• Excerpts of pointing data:
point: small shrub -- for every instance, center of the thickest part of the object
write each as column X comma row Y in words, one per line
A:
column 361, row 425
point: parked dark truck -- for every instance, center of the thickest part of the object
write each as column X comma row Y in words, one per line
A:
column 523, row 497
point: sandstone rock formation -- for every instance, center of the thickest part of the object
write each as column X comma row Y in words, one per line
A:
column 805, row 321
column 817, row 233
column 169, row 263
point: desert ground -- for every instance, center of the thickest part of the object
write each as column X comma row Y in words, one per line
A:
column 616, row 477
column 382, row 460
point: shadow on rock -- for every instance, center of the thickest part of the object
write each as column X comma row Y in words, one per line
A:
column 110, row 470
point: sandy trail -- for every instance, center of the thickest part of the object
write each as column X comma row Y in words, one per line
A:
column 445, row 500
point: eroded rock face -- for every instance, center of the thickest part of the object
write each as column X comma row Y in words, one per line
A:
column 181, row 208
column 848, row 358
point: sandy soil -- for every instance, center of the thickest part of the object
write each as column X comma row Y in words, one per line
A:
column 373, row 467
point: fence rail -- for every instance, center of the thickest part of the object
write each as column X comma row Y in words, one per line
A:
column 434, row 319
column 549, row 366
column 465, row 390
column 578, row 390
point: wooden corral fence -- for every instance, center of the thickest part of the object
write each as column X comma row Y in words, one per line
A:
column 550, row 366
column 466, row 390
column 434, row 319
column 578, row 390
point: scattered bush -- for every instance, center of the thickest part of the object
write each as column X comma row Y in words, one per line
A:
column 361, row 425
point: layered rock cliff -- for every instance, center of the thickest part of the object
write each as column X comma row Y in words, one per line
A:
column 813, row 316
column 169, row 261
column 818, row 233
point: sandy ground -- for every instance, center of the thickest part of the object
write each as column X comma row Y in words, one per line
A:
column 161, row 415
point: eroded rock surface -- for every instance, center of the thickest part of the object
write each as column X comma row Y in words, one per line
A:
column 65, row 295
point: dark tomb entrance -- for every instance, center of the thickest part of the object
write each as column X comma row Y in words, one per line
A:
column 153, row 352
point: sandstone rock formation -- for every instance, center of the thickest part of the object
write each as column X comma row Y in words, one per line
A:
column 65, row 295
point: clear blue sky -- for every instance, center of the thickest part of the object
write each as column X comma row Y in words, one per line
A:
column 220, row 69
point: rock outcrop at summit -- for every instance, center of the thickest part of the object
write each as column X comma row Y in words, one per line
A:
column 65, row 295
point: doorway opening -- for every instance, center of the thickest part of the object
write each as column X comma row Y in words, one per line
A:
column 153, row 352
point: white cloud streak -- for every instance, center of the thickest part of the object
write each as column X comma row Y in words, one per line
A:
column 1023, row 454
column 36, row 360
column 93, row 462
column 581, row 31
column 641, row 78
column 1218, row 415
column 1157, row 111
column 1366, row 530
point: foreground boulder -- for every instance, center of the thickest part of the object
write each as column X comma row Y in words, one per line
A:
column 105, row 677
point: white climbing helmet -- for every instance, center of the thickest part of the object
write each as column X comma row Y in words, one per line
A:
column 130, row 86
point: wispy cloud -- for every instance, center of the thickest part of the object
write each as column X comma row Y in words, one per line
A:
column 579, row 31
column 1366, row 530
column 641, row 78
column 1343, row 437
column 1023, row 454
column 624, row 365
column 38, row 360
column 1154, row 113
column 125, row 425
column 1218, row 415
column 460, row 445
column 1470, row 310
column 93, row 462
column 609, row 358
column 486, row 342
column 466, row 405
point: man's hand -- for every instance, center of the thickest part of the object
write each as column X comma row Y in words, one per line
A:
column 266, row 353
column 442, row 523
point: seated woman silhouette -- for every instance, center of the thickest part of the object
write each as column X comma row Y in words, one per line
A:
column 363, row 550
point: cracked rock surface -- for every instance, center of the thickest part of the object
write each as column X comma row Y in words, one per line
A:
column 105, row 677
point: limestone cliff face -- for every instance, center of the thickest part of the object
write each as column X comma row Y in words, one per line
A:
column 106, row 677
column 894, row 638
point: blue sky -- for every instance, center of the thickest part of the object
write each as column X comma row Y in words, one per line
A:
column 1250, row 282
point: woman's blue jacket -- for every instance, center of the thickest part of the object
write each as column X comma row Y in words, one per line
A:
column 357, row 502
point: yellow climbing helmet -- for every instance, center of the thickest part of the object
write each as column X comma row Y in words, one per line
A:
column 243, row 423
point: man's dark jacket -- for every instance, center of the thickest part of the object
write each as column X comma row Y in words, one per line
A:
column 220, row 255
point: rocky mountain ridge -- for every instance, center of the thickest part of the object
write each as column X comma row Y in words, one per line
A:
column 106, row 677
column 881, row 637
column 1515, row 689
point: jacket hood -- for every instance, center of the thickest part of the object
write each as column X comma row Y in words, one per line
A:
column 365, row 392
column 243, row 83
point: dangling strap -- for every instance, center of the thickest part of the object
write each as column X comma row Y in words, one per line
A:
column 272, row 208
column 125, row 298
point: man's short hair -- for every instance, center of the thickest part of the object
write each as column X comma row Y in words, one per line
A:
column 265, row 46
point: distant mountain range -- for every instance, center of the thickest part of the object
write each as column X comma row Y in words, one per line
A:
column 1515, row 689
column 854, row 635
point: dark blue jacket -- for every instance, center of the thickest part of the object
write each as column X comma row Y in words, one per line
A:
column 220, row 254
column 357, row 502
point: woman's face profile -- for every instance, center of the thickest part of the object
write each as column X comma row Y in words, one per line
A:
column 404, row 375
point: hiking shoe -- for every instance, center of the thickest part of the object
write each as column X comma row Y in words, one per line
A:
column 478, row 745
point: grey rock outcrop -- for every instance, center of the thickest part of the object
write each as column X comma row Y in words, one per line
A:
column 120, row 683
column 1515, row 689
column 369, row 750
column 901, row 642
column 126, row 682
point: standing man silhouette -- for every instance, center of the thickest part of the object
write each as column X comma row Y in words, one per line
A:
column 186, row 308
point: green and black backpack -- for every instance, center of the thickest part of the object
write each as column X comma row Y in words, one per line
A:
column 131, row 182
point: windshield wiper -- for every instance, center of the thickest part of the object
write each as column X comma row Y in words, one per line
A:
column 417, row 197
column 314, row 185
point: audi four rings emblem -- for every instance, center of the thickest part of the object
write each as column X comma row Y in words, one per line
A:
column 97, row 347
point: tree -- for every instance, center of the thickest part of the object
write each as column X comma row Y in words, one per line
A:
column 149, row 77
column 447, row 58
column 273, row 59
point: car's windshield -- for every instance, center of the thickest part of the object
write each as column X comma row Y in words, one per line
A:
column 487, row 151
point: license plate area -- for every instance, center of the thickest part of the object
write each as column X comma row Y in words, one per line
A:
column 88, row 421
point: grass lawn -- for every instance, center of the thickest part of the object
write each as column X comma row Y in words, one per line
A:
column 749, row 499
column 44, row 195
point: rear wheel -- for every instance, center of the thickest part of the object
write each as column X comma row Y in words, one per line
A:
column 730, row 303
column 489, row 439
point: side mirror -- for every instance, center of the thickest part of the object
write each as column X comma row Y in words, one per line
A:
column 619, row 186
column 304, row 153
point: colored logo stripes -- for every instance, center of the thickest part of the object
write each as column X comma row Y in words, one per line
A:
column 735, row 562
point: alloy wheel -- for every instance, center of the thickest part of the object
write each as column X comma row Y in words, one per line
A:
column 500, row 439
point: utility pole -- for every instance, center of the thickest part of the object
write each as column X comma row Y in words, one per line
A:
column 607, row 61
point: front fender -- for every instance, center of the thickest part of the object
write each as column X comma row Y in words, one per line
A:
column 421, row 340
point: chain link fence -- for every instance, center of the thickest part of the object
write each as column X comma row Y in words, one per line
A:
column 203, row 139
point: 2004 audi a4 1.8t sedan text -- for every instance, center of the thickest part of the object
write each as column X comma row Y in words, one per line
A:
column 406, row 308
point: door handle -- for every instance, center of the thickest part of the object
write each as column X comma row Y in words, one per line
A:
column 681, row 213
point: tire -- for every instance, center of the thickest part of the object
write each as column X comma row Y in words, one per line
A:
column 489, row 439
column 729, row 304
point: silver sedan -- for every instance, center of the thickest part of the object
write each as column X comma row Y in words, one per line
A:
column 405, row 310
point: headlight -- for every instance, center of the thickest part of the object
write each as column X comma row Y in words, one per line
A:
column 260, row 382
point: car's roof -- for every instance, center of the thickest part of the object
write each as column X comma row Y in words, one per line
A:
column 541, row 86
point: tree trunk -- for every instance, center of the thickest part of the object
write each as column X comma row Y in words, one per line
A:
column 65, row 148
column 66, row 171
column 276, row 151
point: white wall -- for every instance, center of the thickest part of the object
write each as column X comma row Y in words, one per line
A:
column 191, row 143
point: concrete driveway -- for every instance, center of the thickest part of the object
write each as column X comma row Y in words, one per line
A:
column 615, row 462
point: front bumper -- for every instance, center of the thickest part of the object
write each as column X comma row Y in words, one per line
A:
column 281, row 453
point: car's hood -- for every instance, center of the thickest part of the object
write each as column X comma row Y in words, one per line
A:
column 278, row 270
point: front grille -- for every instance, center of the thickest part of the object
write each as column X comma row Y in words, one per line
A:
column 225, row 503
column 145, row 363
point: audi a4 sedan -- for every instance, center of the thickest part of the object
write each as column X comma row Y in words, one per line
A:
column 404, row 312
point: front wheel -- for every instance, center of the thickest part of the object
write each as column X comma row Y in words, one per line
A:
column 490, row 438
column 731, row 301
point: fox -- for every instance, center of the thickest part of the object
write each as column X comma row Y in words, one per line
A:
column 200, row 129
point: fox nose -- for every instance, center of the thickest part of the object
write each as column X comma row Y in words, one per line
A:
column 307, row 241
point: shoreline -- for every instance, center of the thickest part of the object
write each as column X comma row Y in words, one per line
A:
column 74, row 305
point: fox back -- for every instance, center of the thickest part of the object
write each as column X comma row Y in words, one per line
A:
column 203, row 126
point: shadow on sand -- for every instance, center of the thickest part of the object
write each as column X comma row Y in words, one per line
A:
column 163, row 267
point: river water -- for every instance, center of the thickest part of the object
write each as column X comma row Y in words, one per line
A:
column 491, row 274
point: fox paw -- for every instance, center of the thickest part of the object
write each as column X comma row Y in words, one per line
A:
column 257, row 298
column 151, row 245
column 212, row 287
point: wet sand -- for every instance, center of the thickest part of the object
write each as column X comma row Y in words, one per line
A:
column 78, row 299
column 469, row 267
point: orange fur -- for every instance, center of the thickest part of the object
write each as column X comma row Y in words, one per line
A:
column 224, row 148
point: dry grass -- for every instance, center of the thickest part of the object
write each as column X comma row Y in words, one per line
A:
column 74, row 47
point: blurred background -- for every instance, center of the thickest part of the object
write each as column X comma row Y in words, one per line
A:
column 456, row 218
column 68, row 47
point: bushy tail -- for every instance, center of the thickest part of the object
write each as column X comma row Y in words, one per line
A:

• Objective: Reproduce verbatim the lines of the items beginning with the line containing "point: audi a4" and ending with the line containing "column 731, row 301", including both of those lines.

• Expected answer:
point: audi a4 sedan -- for every instance, center of the thickest part of the object
write each as column X comma row Y in words, one per line
A:
column 404, row 312
point: front wheel -- for every instance, center of the thickest part of the object
write each as column X comma row Y in words, one per line
A:
column 490, row 438
column 731, row 301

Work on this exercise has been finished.